### INSTRUCTIONS TO FOLLOW
Every entry should come back exactly as written, minus the pictures.

Saved data entries
+++

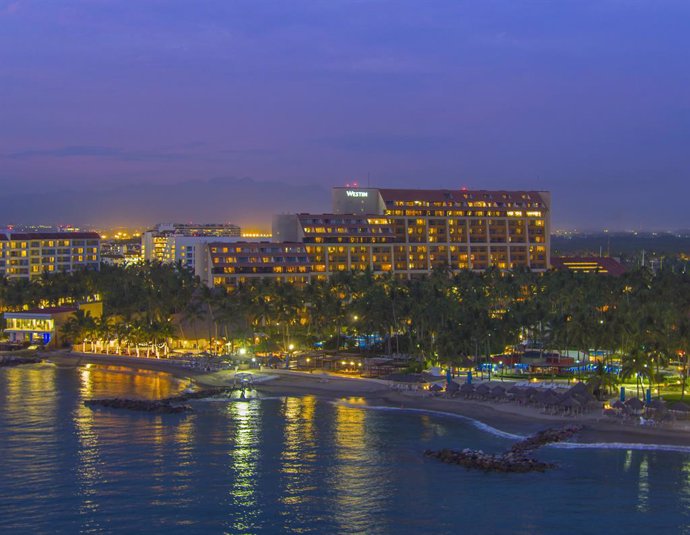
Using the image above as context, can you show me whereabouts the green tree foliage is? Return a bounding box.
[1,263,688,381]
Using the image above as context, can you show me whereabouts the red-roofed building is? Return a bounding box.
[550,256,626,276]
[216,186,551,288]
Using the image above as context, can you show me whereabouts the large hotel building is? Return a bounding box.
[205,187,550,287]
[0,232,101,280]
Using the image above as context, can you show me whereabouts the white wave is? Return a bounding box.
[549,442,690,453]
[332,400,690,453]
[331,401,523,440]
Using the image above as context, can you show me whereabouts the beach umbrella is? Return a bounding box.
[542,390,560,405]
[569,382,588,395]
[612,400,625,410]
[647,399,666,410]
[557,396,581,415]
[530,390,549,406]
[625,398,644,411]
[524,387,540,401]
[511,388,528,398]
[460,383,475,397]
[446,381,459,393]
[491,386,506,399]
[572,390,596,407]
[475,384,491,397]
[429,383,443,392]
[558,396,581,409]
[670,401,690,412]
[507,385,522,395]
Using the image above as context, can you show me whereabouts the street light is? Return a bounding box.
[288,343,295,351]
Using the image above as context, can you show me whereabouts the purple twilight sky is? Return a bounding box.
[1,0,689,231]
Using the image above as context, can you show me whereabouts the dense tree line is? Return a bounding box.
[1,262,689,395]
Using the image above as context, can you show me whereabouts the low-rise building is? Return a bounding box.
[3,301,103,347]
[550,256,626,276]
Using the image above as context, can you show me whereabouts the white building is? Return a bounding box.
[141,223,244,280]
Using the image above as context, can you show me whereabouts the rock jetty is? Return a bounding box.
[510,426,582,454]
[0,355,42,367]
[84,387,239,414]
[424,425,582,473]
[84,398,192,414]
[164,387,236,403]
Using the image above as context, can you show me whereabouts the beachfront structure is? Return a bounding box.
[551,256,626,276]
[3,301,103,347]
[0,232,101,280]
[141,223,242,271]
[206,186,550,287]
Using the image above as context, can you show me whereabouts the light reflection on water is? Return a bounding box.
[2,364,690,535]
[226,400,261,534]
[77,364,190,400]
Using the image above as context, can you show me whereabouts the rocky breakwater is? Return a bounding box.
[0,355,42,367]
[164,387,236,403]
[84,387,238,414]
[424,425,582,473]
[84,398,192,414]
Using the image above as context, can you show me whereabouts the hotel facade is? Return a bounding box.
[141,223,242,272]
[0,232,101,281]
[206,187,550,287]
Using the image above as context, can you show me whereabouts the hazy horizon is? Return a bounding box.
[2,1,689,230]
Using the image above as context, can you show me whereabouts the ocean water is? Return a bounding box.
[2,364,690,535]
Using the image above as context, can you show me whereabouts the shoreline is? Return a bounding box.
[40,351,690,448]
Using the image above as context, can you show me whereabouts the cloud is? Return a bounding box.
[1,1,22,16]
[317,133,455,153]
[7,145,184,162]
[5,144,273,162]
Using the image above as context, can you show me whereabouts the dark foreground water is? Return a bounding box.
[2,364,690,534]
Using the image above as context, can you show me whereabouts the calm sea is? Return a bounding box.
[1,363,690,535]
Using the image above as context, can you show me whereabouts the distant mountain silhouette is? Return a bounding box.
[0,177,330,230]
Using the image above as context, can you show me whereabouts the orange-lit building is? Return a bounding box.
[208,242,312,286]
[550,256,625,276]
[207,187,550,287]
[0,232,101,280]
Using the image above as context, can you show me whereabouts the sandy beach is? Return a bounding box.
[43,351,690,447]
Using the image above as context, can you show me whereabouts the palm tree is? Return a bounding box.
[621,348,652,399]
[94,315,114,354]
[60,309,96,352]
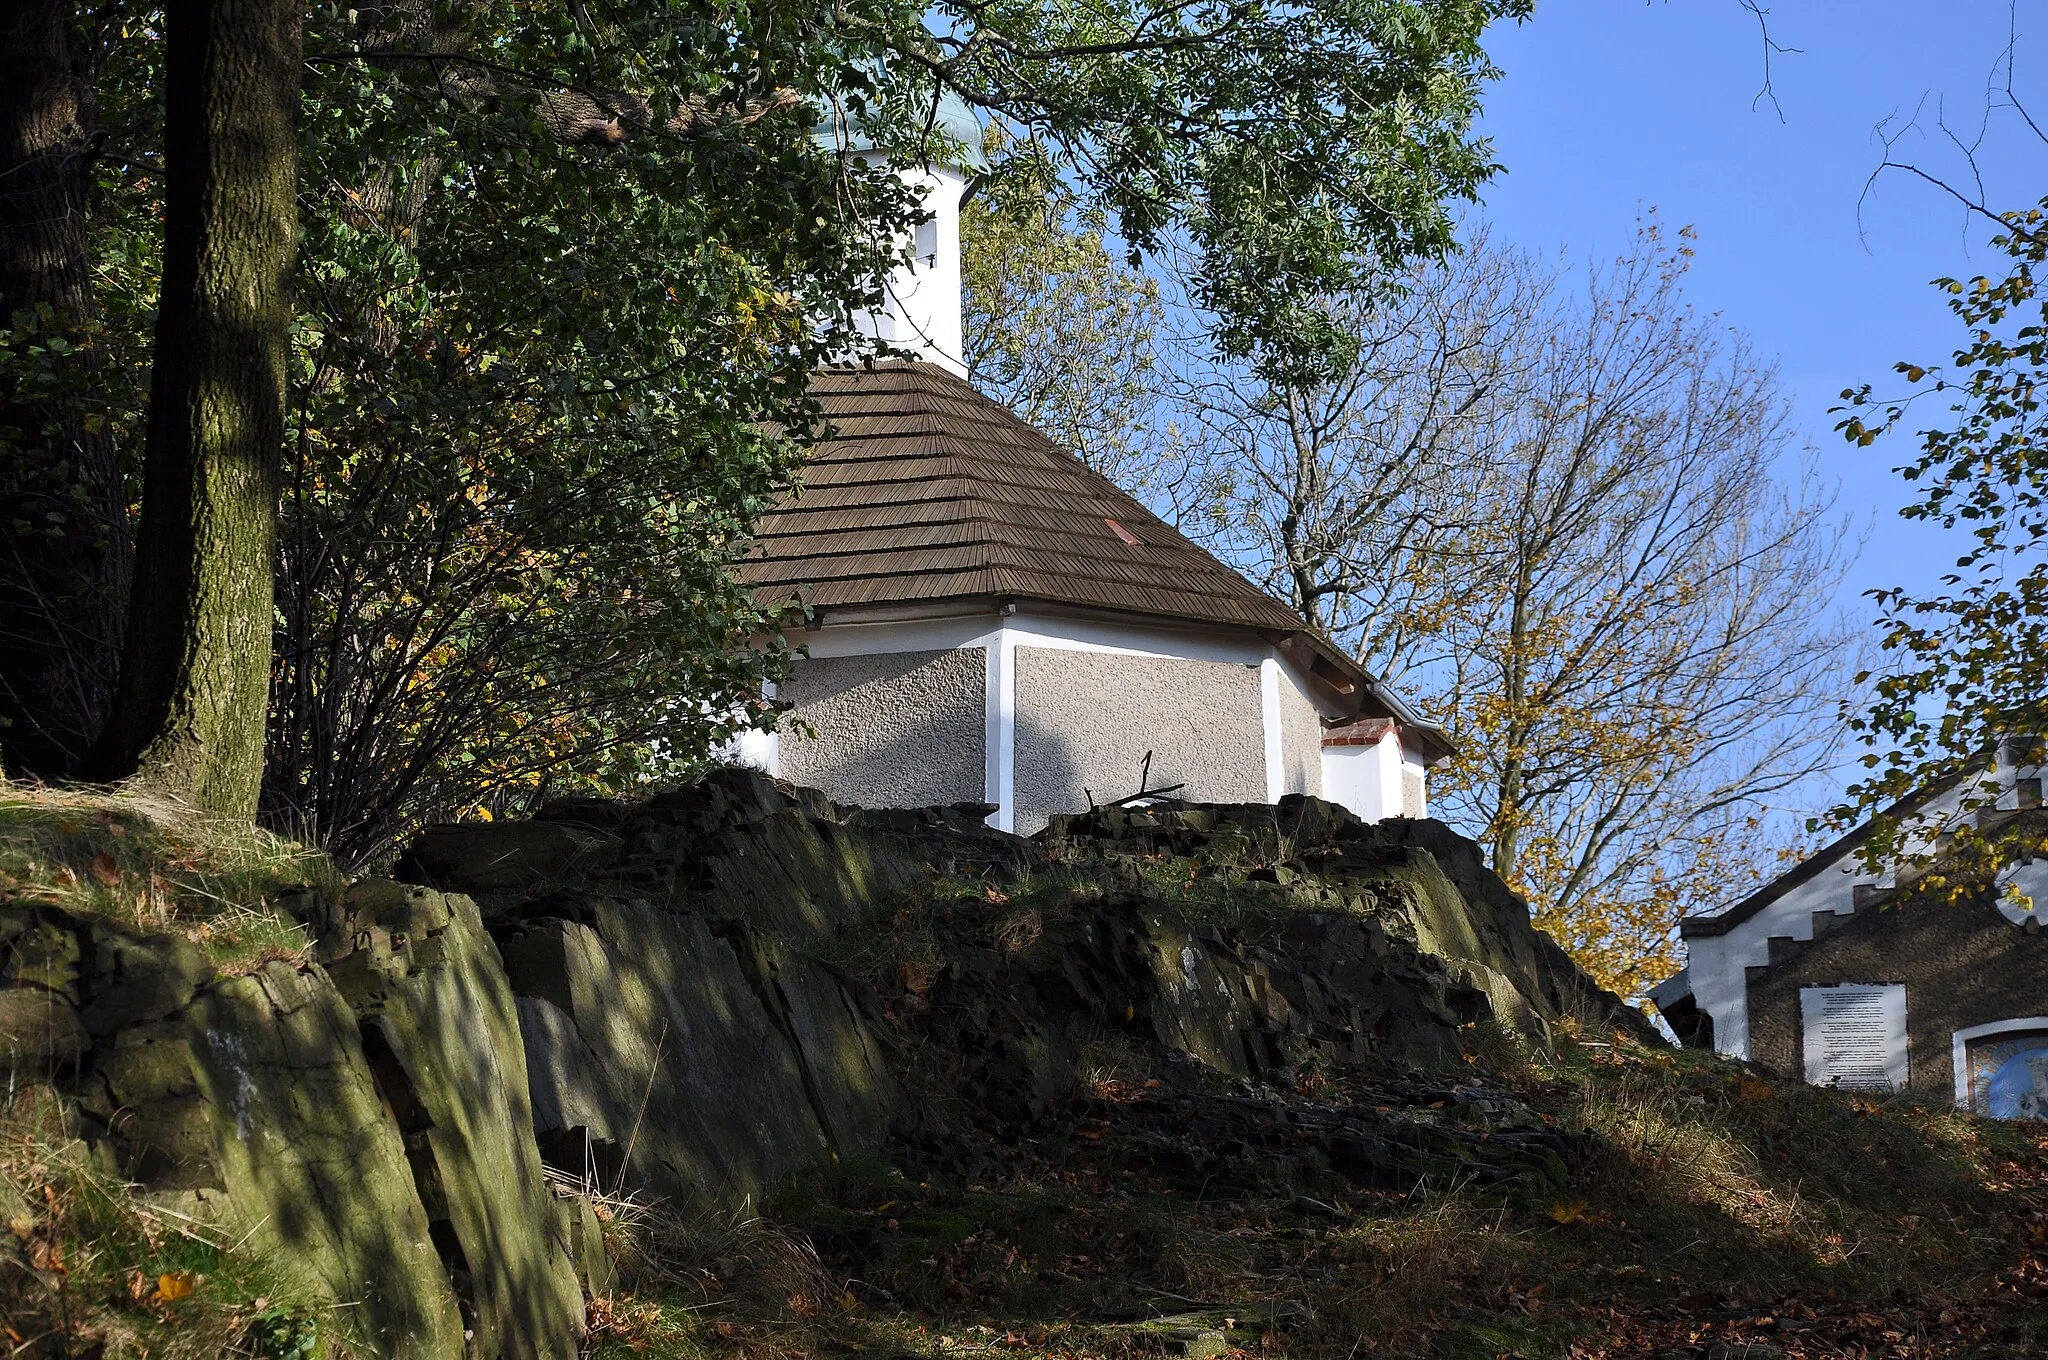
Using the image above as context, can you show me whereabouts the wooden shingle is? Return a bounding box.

+++

### THE COMPLETED TASK
Using the image above as context, can you show me whereabouts the green tree foliage is? Return a bounding box.
[1,263,688,381]
Using the image above as context, can you show me whereabouts the red-roofed building is? Return a bounding box.
[550,256,626,276]
[216,186,551,288]
Using the image above as context, can you show me whereabouts the large hotel building is? Return a bounding box.
[205,187,550,287]
[0,232,101,280]
Using the image above as context, can you show me whereabouts the white wave is? Return a bounding box.
[549,442,690,453]
[332,400,690,453]
[331,401,523,440]
Using the image above as context, can you show me whereabouts the beach umbrella is? Return a bounding box.
[542,390,560,405]
[569,382,588,395]
[612,400,625,410]
[647,399,666,410]
[557,396,581,415]
[530,390,549,406]
[625,398,644,411]
[524,387,540,401]
[511,388,528,398]
[460,383,475,397]
[446,381,459,393]
[491,386,506,399]
[572,390,596,407]
[475,384,491,397]
[429,383,443,392]
[558,396,581,409]
[670,401,690,412]
[507,385,522,395]
Using the image above as context, can you show me whereabouts the street light is? Return a bounding box.
[288,343,295,351]
Using the image above as context, can you show me whereabouts the purple twilight sky is? Return a bounding box.
[1,0,689,231]
Using the image above as context, can you show me whereabouts the dense tree line is? Return a bounding box.
[1,262,689,395]
Using the image above as context, can you show me whereabouts the low-rise building is? Return a bounding box.
[3,301,103,347]
[550,256,626,276]
Using the image above as context, can you show me whereabouts the white building is? Return a bounding box.
[141,223,244,280]
Using the image above as context, can you show me whereabouts the rock jetty is? Return a bounding box.
[510,426,582,454]
[0,355,42,367]
[84,387,239,414]
[424,425,582,473]
[84,398,192,414]
[164,387,236,403]
Using the image above as context, can you show me whereabouts the beachfront structure is? Return a bounding box.
[551,256,626,276]
[3,301,103,347]
[0,232,101,280]
[141,223,242,271]
[206,186,550,287]
Using the image above as context, can you show me whereabouts the light reflection on water is? Return a bounding box.
[2,364,690,535]
[226,400,261,534]
[77,364,190,400]
Using the image above as context, can you show me whereabouts the rocky breakwater is? Return a bounding box.
[0,355,42,367]
[164,387,236,403]
[84,387,238,414]
[424,425,582,473]
[84,398,192,414]
Using the image above as context, can you show me whereabouts the hotel facade is? Return a bounding box.
[141,223,242,272]
[0,232,101,281]
[206,187,550,287]
Using the image above as context, can you show me whereabouts the hazy horizon is? Return a bounding box.
[2,1,689,230]
Using the image above as context, can you show me whereabouts the ocean water is? Return a bounding box.
[2,364,690,535]
Using the image above as context, can you show me whereabouts the shoreline is? Return a bounding box.
[40,351,690,448]
Using the image above as context, can you show me whereabouts the cloud is? Return a bounding box.
[1,1,22,16]
[317,133,455,153]
[7,145,184,162]
[5,144,273,162]
Using the image above as context, can you show me whereabouts the dark foreground water is? Return a bounding box.
[2,364,690,534]
Using the image above as context, can you show me whereabouts the calm sea is? Return a bounding box.
[1,363,690,535]
Using the image above as context, can you show me whereabouts the distant mountain silhouette is? Return a bounding box.
[0,177,330,230]
Using the image above as context, can you show me whereabouts the orange-lit building is? Return a bounding box.
[208,242,312,286]
[550,256,625,276]
[207,187,550,287]
[0,232,101,280]
Using the image above as context, can you show me whereabouts the sandy beach is? Return a bounding box.
[43,351,690,447]
Using the image above as context, can you show me whereabouts the palm tree is? Return a bounding box.
[621,348,652,399]
[94,315,114,354]
[60,309,96,352]
Using the image above as context, can you show me whereabouts the wooden shingle is? Return a bounding box.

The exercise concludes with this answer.